- **ABOUT THIS EXERCISE**:
Exactly as given, output all the records that follow.

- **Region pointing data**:
- - -

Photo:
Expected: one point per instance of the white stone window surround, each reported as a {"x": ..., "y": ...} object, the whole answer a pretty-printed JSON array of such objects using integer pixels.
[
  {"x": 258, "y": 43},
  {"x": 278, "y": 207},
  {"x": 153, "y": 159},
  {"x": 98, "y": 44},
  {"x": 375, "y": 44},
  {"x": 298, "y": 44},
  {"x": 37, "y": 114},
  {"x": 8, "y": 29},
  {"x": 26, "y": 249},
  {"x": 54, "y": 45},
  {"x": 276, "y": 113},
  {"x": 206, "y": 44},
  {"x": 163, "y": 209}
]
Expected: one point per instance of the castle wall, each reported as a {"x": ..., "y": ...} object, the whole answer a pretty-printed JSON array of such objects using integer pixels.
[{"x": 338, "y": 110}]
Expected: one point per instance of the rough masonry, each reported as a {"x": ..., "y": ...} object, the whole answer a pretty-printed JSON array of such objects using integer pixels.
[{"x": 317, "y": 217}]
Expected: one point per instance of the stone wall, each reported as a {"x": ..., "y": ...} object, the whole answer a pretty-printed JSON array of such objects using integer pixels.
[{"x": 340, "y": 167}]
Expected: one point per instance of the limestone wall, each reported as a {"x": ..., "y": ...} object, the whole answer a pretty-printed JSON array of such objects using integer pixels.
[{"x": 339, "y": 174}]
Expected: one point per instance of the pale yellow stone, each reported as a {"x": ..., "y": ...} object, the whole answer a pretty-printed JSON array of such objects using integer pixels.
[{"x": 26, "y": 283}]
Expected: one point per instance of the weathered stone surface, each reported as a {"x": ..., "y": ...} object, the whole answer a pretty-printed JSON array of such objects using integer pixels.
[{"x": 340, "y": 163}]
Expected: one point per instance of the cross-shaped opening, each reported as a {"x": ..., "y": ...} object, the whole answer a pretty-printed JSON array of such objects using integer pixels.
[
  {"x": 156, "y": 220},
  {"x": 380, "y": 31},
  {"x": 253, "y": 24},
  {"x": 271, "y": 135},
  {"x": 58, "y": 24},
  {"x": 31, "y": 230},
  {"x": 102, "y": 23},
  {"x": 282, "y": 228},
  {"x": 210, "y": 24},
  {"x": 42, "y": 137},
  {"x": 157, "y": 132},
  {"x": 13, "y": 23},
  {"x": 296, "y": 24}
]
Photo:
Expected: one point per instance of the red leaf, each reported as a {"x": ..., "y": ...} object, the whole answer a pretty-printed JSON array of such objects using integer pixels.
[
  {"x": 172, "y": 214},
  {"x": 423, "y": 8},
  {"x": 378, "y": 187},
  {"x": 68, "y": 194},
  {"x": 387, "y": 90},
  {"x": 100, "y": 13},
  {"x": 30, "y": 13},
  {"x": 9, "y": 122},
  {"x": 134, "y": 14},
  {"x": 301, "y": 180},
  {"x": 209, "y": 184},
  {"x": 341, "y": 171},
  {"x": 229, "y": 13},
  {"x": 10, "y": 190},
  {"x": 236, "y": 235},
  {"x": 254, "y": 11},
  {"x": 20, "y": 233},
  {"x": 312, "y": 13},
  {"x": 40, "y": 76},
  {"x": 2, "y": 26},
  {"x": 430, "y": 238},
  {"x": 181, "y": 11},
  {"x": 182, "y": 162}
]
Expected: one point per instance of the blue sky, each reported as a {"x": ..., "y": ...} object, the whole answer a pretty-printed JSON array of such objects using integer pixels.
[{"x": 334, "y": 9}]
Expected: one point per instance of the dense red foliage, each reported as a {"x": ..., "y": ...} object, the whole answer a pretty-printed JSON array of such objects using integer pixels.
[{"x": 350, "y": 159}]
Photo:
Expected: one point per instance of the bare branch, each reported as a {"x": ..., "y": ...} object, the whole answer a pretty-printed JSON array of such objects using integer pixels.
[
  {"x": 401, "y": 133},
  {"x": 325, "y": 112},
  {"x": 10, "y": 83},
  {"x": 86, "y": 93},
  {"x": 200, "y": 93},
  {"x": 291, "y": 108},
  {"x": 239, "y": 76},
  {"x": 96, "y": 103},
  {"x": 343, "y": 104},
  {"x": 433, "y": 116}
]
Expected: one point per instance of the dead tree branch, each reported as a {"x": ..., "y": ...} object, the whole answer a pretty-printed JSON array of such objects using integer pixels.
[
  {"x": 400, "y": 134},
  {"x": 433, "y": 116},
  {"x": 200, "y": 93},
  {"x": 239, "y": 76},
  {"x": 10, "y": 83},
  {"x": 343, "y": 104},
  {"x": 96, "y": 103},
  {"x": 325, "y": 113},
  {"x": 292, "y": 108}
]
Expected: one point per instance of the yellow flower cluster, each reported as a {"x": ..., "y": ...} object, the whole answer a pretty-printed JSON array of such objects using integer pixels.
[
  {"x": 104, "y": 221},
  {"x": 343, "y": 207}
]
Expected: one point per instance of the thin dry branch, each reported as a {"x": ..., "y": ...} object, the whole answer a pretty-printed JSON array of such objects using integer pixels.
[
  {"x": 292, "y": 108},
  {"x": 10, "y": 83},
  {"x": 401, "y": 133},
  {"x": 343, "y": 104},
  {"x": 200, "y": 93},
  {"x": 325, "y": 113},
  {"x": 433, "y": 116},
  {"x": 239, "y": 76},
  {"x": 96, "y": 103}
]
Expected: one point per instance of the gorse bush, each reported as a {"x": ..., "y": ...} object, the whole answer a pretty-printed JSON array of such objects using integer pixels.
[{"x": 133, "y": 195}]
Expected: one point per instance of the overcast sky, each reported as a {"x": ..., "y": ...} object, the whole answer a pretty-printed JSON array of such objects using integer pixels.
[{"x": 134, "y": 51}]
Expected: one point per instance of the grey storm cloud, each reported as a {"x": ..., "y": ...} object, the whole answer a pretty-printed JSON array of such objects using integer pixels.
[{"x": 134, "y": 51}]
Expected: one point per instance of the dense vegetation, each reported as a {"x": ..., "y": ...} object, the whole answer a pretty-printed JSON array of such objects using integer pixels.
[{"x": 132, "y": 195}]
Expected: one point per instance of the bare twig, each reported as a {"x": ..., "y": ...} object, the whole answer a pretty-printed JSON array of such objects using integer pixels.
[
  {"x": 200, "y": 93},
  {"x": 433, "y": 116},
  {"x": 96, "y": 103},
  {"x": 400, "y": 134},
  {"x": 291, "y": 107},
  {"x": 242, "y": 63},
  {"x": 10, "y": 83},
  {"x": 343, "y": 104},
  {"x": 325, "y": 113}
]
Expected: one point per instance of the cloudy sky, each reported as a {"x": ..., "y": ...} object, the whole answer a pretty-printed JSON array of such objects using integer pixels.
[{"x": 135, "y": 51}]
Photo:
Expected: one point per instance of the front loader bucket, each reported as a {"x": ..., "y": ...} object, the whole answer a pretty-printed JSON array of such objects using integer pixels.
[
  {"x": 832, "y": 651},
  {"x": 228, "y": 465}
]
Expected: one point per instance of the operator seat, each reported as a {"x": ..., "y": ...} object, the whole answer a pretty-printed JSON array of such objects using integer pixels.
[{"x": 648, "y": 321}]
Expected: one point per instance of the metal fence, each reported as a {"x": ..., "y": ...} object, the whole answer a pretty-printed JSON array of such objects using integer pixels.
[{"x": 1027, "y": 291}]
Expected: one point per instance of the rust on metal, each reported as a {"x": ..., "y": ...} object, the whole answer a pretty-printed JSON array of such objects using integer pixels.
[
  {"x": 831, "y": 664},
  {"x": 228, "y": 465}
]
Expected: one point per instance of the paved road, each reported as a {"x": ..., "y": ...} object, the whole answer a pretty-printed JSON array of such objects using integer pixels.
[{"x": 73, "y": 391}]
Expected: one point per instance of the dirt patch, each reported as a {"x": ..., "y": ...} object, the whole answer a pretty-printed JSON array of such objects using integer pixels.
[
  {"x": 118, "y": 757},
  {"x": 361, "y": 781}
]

- - -

- **RESPONSE FOR THIS EXERCISE**:
Photo:
Expected: one point per instance of the white stone window surround, each reported as a {"x": ..., "y": ...} object, the whole answer a pretty-printed JSON array of such objects using integer pixels.
[
  {"x": 258, "y": 43},
  {"x": 278, "y": 207},
  {"x": 153, "y": 159},
  {"x": 98, "y": 44},
  {"x": 375, "y": 44},
  {"x": 298, "y": 44},
  {"x": 37, "y": 114},
  {"x": 8, "y": 29},
  {"x": 26, "y": 249},
  {"x": 54, "y": 45},
  {"x": 276, "y": 113},
  {"x": 206, "y": 44},
  {"x": 163, "y": 209}
]
Expected: one point per instance of the castle wall, each reported as a {"x": ..., "y": ...} object, the whole answer a pretty-printed JSON array of such objects using integer pixels.
[{"x": 338, "y": 110}]
Expected: one point per instance of the rough masonry, each reported as a {"x": ..., "y": ...} object, the whole answer a pretty-printed JSON array of such objects using integer pixels.
[{"x": 317, "y": 217}]
Expected: one point per instance of the stone wall, each reported as a {"x": ..., "y": ...} object, the whole answer a pretty-printed JSON array of such objects using integer pixels.
[{"x": 340, "y": 167}]
Expected: one point per instance of the limestone wall, each reported as a {"x": ..., "y": ...} object, the whole answer a pretty-printed JSON array of such objects using integer pixels.
[{"x": 339, "y": 174}]
Expected: one point per instance of the pale yellow stone, each reported as a {"x": ..., "y": ...} object, the whole answer a pretty-printed JSON array of such objects using integer pixels.
[{"x": 26, "y": 283}]
Expected: one point per instance of the weathered stone surface, each reported as a {"x": ..., "y": ...} object, the whole answer a pretty-printed JSON array of such objects using integer pixels.
[{"x": 340, "y": 163}]
Expected: one point per instance of the cross-shaped opening, each reported as a {"x": ..., "y": ...} object, the whole answer a pretty-printed JSON array of such objects using integer pixels.
[
  {"x": 156, "y": 220},
  {"x": 380, "y": 31},
  {"x": 253, "y": 24},
  {"x": 271, "y": 135},
  {"x": 58, "y": 24},
  {"x": 31, "y": 230},
  {"x": 102, "y": 23},
  {"x": 282, "y": 228},
  {"x": 210, "y": 24},
  {"x": 42, "y": 137},
  {"x": 157, "y": 132},
  {"x": 13, "y": 23},
  {"x": 296, "y": 24}
]
Photo:
Expected: one point per instance of the red leaf, each reported as a {"x": ..., "y": ...} object, the whole answer a pretty-printed JSON array of such objects using integer pixels.
[
  {"x": 172, "y": 214},
  {"x": 423, "y": 8},
  {"x": 378, "y": 187},
  {"x": 68, "y": 194},
  {"x": 387, "y": 90},
  {"x": 100, "y": 13},
  {"x": 30, "y": 13},
  {"x": 9, "y": 122},
  {"x": 134, "y": 14},
  {"x": 301, "y": 180},
  {"x": 209, "y": 184},
  {"x": 341, "y": 171},
  {"x": 229, "y": 13},
  {"x": 10, "y": 190},
  {"x": 236, "y": 235},
  {"x": 254, "y": 11},
  {"x": 20, "y": 233},
  {"x": 312, "y": 13},
  {"x": 40, "y": 76},
  {"x": 2, "y": 26},
  {"x": 430, "y": 238},
  {"x": 181, "y": 11},
  {"x": 182, "y": 162}
]
Expected: one point per instance of the blue sky, each reported as a {"x": ..., "y": ...} object, the whole answer a pretty-printed JSON array of such objects using integer pixels.
[{"x": 334, "y": 9}]
Expected: one point per instance of the dense red foliage, each reported as a {"x": ..., "y": ...} object, the whole answer a pretty-printed JSON array of such objects using integer pixels.
[{"x": 350, "y": 159}]
Photo:
Expected: one point per instance of the bare branch, each reported as a {"x": ..., "y": ...} object, the whole answer a pretty-printed JSON array of such objects using integer pixels.
[
  {"x": 401, "y": 133},
  {"x": 325, "y": 112},
  {"x": 10, "y": 83},
  {"x": 86, "y": 93},
  {"x": 200, "y": 93},
  {"x": 291, "y": 108},
  {"x": 239, "y": 76},
  {"x": 96, "y": 103},
  {"x": 343, "y": 104},
  {"x": 433, "y": 116}
]
Expected: one point per instance of the dead tree branch, each reported as a {"x": ..., "y": ...} object, the whole answer a pretty-printed JSON array of such objects using integer pixels.
[
  {"x": 400, "y": 134},
  {"x": 433, "y": 116},
  {"x": 200, "y": 93},
  {"x": 239, "y": 76},
  {"x": 10, "y": 83},
  {"x": 343, "y": 104},
  {"x": 96, "y": 103},
  {"x": 325, "y": 113},
  {"x": 292, "y": 108}
]
Expected: one point per instance of the yellow flower cluster, each reported as a {"x": ..., "y": ...} object, the whole answer a pretty-printed JSON array of such objects using integer pixels.
[
  {"x": 104, "y": 221},
  {"x": 343, "y": 207}
]
Expected: one point per instance of the thin dry branch, each reported as a {"x": ..., "y": ...} object, the whole answer a pretty-printed JSON array of such objects using integer pixels.
[
  {"x": 292, "y": 108},
  {"x": 10, "y": 83},
  {"x": 401, "y": 133},
  {"x": 343, "y": 104},
  {"x": 200, "y": 93},
  {"x": 325, "y": 113},
  {"x": 433, "y": 116},
  {"x": 239, "y": 76},
  {"x": 96, "y": 103}
]
Expected: one point per instance of the gorse bush, each reported as a {"x": ..., "y": ...} object, the whole answer a pretty-printed JSON array of such objects using integer pixels.
[{"x": 133, "y": 195}]
Expected: one point per instance of the overcast sky, each reported as a {"x": ..., "y": ...} object, the whole answer a pretty-printed JSON array of such objects using integer pixels.
[{"x": 134, "y": 51}]
Expected: one point per instance of the grey storm cloud, each reported as a {"x": ..., "y": ...} object, the whole answer a pretty-printed JSON array of such objects using integer pixels.
[{"x": 134, "y": 51}]
Expected: one point per instance of the dense vegetation, each reported as a {"x": ..., "y": ...} object, the whole answer a pretty-printed JSON array of such objects using integer pixels.
[{"x": 132, "y": 195}]
Expected: one point per instance of the bare twig, each reported as a {"x": ..., "y": ...} object, the whole answer a pretty-printed JSON array of such objects using integer pixels.
[
  {"x": 200, "y": 93},
  {"x": 433, "y": 116},
  {"x": 96, "y": 103},
  {"x": 400, "y": 134},
  {"x": 291, "y": 107},
  {"x": 242, "y": 63},
  {"x": 10, "y": 83},
  {"x": 343, "y": 104},
  {"x": 325, "y": 113}
]
Expected: one point per instance of the cloudy sky, each reported as a {"x": ..., "y": ...} object, the whole answer a pretty-printed JSON array of such objects using integer pixels.
[{"x": 135, "y": 51}]
Photo:
Expected: one point per instance of the front loader bucket, each reported as a {"x": ..., "y": ...} object, the whole answer a pretty-printed JSON array of such objects using integer pixels.
[
  {"x": 832, "y": 651},
  {"x": 228, "y": 465}
]
Expected: one point per instance of the operator seat, each reported as a {"x": ..., "y": ...} object, the whole answer a pretty-printed JSON array of such objects using integer pixels.
[{"x": 648, "y": 321}]
Expected: one point per instance of the metal fence, each reported as a {"x": ..., "y": ...} object, the whole answer a pretty-printed JSON array of such objects using integer pixels.
[{"x": 1027, "y": 291}]
Expected: one point per instance of the rust on metal, each reported as a {"x": ..., "y": ...} object, the whole answer a pretty-printed JSON array of such objects using integer pixels.
[
  {"x": 831, "y": 664},
  {"x": 228, "y": 465}
]
Expected: one point per instance of the paved road, each reported as a {"x": ..., "y": ...} object, the whole answer a pretty-printed JSON array of such objects using integer pixels.
[{"x": 73, "y": 391}]
Expected: one point per instance of the dirt patch, each reported as a {"x": ..., "y": ...} object, the whole answer a pretty-printed JSON array of such objects using integer pixels.
[
  {"x": 118, "y": 757},
  {"x": 361, "y": 781}
]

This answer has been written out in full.